● **WHAT TO PRODUCE**
Could you lay out the data from the line containing "If you would be willing to indicate the orange pill" through the end of the data as a Markdown table, with blank lines left out? Use the columns Row (a running number) and Entry (the line itself).

══════════

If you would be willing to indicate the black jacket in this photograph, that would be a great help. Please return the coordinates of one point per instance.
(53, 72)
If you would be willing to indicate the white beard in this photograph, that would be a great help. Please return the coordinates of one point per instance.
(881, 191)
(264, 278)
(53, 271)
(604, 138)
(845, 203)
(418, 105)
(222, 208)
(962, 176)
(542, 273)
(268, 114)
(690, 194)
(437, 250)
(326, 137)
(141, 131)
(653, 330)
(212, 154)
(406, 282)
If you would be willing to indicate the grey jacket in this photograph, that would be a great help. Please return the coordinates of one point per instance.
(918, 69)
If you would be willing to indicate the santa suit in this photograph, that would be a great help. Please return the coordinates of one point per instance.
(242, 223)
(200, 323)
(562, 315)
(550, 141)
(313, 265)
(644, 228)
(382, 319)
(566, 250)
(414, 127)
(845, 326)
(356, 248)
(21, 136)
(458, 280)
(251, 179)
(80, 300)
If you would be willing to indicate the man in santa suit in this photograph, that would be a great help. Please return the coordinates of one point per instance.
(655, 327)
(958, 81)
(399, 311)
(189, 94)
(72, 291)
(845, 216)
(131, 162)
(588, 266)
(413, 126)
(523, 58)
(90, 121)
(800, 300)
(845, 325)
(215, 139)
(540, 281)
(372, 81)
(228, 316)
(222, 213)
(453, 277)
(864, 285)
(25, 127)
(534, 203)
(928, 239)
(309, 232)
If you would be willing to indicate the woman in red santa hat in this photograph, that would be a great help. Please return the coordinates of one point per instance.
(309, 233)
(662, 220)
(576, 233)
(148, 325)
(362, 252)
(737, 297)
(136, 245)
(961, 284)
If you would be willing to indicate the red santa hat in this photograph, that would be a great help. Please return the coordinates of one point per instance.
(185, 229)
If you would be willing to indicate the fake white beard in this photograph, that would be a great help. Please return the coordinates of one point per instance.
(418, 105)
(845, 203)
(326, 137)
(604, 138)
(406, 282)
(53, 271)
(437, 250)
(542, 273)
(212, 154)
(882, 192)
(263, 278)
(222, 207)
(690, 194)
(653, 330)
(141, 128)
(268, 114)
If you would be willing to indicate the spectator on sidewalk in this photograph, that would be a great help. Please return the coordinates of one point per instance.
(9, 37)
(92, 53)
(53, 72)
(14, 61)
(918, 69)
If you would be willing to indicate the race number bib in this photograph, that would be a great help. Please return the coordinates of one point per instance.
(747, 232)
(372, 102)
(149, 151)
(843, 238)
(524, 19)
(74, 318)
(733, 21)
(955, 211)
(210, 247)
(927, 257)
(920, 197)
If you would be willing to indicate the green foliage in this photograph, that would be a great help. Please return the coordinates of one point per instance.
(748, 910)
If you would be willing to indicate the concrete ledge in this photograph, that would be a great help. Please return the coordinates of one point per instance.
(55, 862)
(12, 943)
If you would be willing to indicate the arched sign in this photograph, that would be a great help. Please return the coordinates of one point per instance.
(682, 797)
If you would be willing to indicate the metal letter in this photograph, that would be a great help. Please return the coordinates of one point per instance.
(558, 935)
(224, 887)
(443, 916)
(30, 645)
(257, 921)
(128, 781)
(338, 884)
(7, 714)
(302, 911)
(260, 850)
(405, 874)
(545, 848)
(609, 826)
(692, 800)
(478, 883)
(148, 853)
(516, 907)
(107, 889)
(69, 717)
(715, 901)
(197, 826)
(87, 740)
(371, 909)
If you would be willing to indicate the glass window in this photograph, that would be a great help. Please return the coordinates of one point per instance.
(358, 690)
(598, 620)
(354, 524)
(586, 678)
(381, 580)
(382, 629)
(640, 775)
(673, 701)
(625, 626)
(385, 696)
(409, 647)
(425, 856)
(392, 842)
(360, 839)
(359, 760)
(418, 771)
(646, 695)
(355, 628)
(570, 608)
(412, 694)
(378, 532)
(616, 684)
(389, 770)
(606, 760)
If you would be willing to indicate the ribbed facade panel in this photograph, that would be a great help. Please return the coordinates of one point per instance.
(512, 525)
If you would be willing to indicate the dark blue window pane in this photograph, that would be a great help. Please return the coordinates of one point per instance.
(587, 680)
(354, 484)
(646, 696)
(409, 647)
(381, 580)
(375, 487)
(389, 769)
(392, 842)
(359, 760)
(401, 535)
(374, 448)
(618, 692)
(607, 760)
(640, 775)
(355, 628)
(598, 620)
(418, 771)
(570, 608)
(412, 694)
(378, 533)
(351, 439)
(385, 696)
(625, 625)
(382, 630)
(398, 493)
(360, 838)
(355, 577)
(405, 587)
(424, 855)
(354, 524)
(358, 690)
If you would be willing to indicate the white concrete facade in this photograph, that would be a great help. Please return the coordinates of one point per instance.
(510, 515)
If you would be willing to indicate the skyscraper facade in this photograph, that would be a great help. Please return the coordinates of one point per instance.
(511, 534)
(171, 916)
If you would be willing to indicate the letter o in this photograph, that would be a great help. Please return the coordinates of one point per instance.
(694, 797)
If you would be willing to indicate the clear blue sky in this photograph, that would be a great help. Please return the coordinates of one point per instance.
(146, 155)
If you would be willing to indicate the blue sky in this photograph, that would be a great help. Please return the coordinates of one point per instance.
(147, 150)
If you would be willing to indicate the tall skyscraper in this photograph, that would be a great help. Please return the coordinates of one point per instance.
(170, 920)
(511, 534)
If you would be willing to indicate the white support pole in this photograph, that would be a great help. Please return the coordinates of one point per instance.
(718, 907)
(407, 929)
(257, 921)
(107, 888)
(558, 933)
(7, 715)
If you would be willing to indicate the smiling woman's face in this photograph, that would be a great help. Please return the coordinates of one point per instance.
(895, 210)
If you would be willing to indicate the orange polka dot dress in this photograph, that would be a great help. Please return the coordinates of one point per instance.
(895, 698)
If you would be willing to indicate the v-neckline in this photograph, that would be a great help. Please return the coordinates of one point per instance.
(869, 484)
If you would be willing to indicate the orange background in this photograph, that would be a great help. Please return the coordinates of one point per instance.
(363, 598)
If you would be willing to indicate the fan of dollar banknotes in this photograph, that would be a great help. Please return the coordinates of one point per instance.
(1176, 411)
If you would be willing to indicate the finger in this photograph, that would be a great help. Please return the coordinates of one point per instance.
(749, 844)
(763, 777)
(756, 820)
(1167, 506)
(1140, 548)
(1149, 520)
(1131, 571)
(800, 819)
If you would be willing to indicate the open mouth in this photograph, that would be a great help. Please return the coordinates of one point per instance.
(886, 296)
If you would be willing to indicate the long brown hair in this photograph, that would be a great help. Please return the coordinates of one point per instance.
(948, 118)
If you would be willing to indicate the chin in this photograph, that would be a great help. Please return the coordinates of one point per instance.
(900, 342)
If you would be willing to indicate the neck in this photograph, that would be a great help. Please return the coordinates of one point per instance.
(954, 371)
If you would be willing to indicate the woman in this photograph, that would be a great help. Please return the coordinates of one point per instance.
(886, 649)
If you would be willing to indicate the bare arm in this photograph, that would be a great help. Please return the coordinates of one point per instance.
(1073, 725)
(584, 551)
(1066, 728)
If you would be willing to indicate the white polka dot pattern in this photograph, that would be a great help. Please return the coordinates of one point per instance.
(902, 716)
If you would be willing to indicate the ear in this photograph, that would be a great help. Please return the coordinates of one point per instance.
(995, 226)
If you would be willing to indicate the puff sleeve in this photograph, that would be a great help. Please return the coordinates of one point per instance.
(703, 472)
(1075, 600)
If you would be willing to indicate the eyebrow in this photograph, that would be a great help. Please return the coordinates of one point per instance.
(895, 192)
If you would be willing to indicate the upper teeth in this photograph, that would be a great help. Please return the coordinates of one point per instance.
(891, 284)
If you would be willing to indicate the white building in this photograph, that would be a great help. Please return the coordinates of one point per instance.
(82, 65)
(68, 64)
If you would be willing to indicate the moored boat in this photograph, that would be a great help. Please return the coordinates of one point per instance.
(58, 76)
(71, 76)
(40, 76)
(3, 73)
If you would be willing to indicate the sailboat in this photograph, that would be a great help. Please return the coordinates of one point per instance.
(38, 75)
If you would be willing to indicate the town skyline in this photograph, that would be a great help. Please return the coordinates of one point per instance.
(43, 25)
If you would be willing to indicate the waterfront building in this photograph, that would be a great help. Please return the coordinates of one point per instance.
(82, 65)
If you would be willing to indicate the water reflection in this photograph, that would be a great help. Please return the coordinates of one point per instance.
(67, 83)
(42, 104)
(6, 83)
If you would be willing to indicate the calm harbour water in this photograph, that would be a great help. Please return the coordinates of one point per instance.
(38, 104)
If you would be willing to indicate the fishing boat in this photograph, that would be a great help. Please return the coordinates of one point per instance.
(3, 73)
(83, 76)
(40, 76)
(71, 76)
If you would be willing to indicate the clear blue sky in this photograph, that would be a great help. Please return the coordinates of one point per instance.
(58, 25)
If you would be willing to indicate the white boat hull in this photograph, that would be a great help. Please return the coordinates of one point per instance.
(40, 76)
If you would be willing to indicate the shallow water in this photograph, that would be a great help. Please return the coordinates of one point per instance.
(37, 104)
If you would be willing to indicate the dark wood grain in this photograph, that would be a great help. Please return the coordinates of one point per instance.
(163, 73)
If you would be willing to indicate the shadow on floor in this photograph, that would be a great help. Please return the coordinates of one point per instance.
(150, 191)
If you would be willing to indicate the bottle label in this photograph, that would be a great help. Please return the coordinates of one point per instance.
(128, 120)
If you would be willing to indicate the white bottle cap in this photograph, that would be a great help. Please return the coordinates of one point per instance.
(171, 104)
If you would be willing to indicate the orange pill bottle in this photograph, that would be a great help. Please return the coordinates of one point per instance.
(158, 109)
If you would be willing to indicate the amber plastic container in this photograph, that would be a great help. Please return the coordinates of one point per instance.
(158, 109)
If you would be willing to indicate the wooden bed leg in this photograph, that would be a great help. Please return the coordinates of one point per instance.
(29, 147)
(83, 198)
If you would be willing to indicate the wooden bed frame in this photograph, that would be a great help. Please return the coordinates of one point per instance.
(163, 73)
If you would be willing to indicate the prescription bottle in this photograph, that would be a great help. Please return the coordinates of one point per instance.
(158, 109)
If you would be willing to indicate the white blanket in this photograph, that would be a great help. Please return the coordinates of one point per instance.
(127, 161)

══════════

● **SOLUTION TO THIS TASK**
| Row | Entry |
|---|---|
| 1 | If you would be willing to indicate the orange pill bottle in this photograph, that would be a great help. Please return the coordinates of one point per instance. |
| 2 | (158, 109) |
| 3 | If you would be willing to indicate the amber plastic container in this photograph, that would be a great help. Please return the coordinates of one point per instance. |
| 4 | (158, 109) |
| 5 | If you would be willing to indicate the wooden bed leg in this photograph, that would be a great help. Please return the coordinates of one point per instance. |
| 6 | (29, 147) |
| 7 | (83, 198) |
| 8 | If you would be willing to indicate the wooden bed frame in this photograph, that would be a great help. Please return the coordinates of one point per instance. |
| 9 | (163, 73) |
| 10 | If you would be willing to indicate the prescription bottle in this photograph, that would be a great help. Please return the coordinates of one point per instance. |
| 11 | (158, 109) |
| 12 | If you would be willing to indicate the white blanket in this photograph, that would be a great help. Please return the coordinates of one point per instance. |
| 13 | (127, 161) |